## GIVEN EXERCISE
Render all of the data below as a numbered list, omitting any blank lines.

>>

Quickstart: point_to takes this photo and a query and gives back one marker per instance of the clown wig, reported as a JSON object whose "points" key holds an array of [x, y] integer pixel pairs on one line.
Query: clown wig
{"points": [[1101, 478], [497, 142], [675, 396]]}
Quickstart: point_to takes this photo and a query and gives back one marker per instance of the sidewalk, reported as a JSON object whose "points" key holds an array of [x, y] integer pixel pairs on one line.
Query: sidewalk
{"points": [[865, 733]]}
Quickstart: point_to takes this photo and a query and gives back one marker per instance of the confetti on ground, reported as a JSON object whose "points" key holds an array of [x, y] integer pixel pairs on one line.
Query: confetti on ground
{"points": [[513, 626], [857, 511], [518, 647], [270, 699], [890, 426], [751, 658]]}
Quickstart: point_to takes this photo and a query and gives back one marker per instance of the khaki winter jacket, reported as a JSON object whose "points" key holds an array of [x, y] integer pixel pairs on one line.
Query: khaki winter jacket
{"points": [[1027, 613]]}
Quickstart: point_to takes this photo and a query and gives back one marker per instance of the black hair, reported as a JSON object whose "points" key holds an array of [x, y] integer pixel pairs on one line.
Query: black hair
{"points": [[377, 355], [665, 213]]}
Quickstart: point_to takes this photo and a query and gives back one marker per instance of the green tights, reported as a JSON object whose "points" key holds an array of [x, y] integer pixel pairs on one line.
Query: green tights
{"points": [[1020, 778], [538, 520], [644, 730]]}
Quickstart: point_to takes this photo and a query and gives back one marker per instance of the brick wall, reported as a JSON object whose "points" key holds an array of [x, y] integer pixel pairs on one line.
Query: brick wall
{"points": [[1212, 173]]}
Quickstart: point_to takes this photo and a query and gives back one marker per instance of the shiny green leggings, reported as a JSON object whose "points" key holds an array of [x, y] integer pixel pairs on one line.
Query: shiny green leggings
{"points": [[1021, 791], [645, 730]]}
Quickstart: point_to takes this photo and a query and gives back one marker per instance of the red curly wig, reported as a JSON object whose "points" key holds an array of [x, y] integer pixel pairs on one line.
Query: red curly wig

<<

## ANSWER TO THIS TASK
1. Quickstart: point_to takes this photo and a query and gives back one marker per instance of the clown wig, reported as a JSON object whose "points" key holds an array of [x, y] integer pixel pairs on one line.
2. Query: clown wig
3. {"points": [[1101, 478], [497, 142], [675, 396]]}
4. Quickstart: point_to takes this photo and a query and gives back one marker per instance of the sidewalk, reported as a JSON object whose "points" key holds an array of [x, y] integer pixel pairs on one line.
5. Query: sidewalk
6. {"points": [[865, 733]]}
7. Quickstart: point_to takes this photo and a query and gives back one marker per instance of the confetti on ground, reported as a JSON object whose "points" key holds an array of [x, y] integer pixel pairs on one line.
8. Query: confetti on ground
9. {"points": [[513, 626], [857, 511], [518, 647], [270, 699], [890, 426], [751, 658]]}
10. Quickstart: point_to takes this photo and a query and gives back one marker per instance of the khaki winter jacket, reported as a JSON object whose "points" key holds an array of [x, y] integer pixel pairs on one line.
11. Query: khaki winter jacket
12. {"points": [[1027, 613]]}
13. Quickstart: point_to takes this photo and a query and gives back one marker per instance of the black hair, reported as a JSON object whose "points" key holds an array of [x, y] integer pixel pairs on one line.
14. Query: black hair
15. {"points": [[377, 355], [665, 213]]}
16. Quickstart: point_to takes this photo and a query and gives back one marker per instance of the green tights, reported as a JSON object whose "points" key holds an array of [x, y] integer pixel pairs on one line.
17. Query: green tights
18. {"points": [[1020, 778], [538, 520], [644, 730]]}
19. Quickstart: point_to takes this photo and a query and gives back one marker per instance of the brick wall, reported as a JSON object whose "points" key holds an array of [x, y] integer pixel pairs on one line.
20. Query: brick wall
21. {"points": [[1212, 173]]}
22. Quickstart: point_to takes this photo and a query and gives back one marker per instance of the shiny green leggings, reported as a JSON object whose "points" key holds an array of [x, y] integer pixel pairs on one line.
23. Query: shiny green leggings
24. {"points": [[1021, 791], [645, 730]]}
25. Quickstart: point_to takes this photo and a query and gives back one marker per instance of the red curly wig, reported as a JSON object whose "points" key holds an array of [x, y] integer pixel pairs on one line.
26. Query: red curly wig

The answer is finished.